### AIM
Repeat all of the material exactly as given.

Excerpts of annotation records

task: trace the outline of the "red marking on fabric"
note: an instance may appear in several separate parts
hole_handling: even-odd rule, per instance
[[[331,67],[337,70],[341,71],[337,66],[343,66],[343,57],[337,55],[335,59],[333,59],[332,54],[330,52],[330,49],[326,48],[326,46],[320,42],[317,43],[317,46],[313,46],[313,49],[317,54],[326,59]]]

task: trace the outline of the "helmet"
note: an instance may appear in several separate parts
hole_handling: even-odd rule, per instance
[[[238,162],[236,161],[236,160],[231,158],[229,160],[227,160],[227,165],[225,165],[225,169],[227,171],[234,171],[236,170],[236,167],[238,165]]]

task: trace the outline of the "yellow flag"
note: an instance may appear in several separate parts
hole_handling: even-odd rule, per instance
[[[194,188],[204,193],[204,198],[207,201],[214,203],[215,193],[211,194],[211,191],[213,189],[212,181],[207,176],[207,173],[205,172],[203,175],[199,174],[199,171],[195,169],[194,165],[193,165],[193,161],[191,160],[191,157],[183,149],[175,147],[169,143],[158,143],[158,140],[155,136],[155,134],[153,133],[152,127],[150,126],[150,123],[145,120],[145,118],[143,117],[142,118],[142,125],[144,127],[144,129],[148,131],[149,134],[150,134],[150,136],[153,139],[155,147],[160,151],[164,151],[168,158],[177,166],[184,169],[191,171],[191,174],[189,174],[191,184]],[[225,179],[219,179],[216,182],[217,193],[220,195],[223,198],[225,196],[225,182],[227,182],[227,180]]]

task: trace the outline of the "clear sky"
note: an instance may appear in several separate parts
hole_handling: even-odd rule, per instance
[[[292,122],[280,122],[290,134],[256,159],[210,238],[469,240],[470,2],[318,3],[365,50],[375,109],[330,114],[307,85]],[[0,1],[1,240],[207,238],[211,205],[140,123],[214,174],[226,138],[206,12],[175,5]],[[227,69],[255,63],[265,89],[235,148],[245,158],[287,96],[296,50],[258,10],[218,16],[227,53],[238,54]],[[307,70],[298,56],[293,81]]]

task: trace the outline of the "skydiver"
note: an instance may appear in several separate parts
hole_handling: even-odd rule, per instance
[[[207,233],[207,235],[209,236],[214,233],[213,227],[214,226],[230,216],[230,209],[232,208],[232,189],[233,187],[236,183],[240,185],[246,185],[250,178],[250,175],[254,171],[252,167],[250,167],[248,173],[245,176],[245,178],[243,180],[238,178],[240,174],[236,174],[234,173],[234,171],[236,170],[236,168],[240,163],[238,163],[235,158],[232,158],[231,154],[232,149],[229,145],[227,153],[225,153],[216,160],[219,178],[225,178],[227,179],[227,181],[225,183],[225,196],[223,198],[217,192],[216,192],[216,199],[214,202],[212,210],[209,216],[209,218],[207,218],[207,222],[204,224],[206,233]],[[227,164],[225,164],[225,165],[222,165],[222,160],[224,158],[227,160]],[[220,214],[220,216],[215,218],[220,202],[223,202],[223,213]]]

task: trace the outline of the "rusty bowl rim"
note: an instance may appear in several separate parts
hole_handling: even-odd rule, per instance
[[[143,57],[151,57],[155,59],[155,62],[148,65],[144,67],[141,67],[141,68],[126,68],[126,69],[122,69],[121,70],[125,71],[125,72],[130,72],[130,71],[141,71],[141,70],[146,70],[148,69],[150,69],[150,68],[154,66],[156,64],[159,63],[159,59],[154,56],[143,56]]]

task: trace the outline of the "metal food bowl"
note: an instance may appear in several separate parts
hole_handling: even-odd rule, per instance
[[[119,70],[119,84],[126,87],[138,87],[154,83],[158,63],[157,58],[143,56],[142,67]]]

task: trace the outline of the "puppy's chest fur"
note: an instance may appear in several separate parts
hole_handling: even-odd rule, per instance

### TASK RESPONSE
task: trace the outline of the "red marking on fabric"
note: an instance may appear in several separate parts
hole_handling: even-odd rule, per instance
[[[331,67],[337,70],[341,71],[337,66],[343,66],[343,57],[337,55],[335,59],[333,59],[332,54],[330,52],[330,49],[326,48],[326,46],[320,42],[317,43],[317,46],[313,46],[313,49],[317,54],[326,59]]]

task: trace the outline of the "helmet"
note: an instance may appear in several separate parts
hole_handling: even-odd rule, per instance
[[[238,162],[236,161],[236,160],[231,158],[229,160],[227,160],[227,165],[225,165],[225,169],[227,171],[234,171],[236,170],[236,167],[238,165]]]

task: trace the outline of the "yellow flag"
note: an instance may appear in several separate parts
hole_handling: even-odd rule, per instance
[[[194,188],[204,193],[204,198],[207,201],[214,203],[215,193],[211,194],[211,191],[213,189],[212,181],[207,176],[207,173],[205,172],[203,175],[199,174],[199,171],[195,169],[194,165],[193,165],[193,161],[191,160],[191,157],[183,149],[175,147],[169,143],[158,143],[158,140],[155,136],[155,134],[153,133],[152,127],[150,126],[150,123],[145,120],[145,118],[143,117],[142,118],[142,125],[144,127],[144,129],[148,131],[149,134],[150,134],[150,136],[153,139],[155,147],[160,151],[164,151],[168,158],[177,166],[184,169],[191,171],[191,174],[189,174],[191,184]],[[225,179],[219,179],[216,182],[217,193],[220,195],[223,198],[225,196],[225,182],[227,182],[227,180]]]

task: trace the outline of the "clear sky"
note: an instance may appear in several separate parts
hole_handling: even-odd rule, per instance
[[[292,122],[280,122],[290,134],[256,159],[210,238],[469,240],[470,2],[318,3],[365,50],[375,109],[330,114],[307,85]],[[0,1],[1,240],[207,238],[211,205],[140,123],[214,174],[226,138],[206,12],[175,5]],[[227,69],[255,63],[265,89],[235,148],[245,158],[287,96],[296,50],[258,10],[218,16],[227,53],[238,54]],[[307,70],[298,56],[293,81]]]

task: trace the outline of the "skydiver"
note: an instance may appear in several separate parts
hole_handling: even-odd rule, per instance
[[[207,233],[207,235],[209,236],[214,233],[213,227],[214,226],[230,216],[230,209],[232,208],[232,189],[233,187],[236,183],[240,185],[246,185],[250,178],[250,175],[254,171],[252,167],[250,167],[248,173],[245,176],[245,178],[243,180],[238,178],[240,174],[236,174],[234,173],[234,171],[236,170],[236,168],[240,163],[238,163],[235,158],[232,158],[231,154],[232,149],[229,145],[227,153],[225,153],[216,160],[219,178],[225,178],[227,179],[227,181],[225,183],[225,196],[223,198],[217,192],[216,192],[216,199],[214,202],[212,210],[209,216],[209,218],[207,218],[207,222],[204,224],[206,233]],[[227,164],[225,164],[225,165],[222,165],[222,160],[224,158],[227,160]],[[220,214],[220,216],[215,218],[220,202],[223,202],[223,213]]]

task: trace the outline of the "rusty bowl rim"
note: an instance may appear in several separate parts
hole_handling: even-odd rule, per instance
[[[143,57],[151,57],[155,59],[155,62],[148,65],[144,67],[141,67],[141,68],[126,68],[126,69],[122,69],[121,70],[125,71],[125,72],[130,72],[130,71],[141,71],[141,70],[146,70],[148,69],[150,69],[150,68],[154,66],[156,64],[159,63],[159,59],[154,56],[143,56]]]

task: trace the outline of the "metal food bowl"
note: an instance may appear in several separate parts
hole_handling: even-odd rule, per instance
[[[119,70],[119,84],[126,87],[138,87],[154,83],[158,63],[157,58],[143,56],[142,67]]]

task: trace the outline of the "puppy's chest fur"
note: an instance may appear in several separate parts
hole_handling: even-odd rule, per instance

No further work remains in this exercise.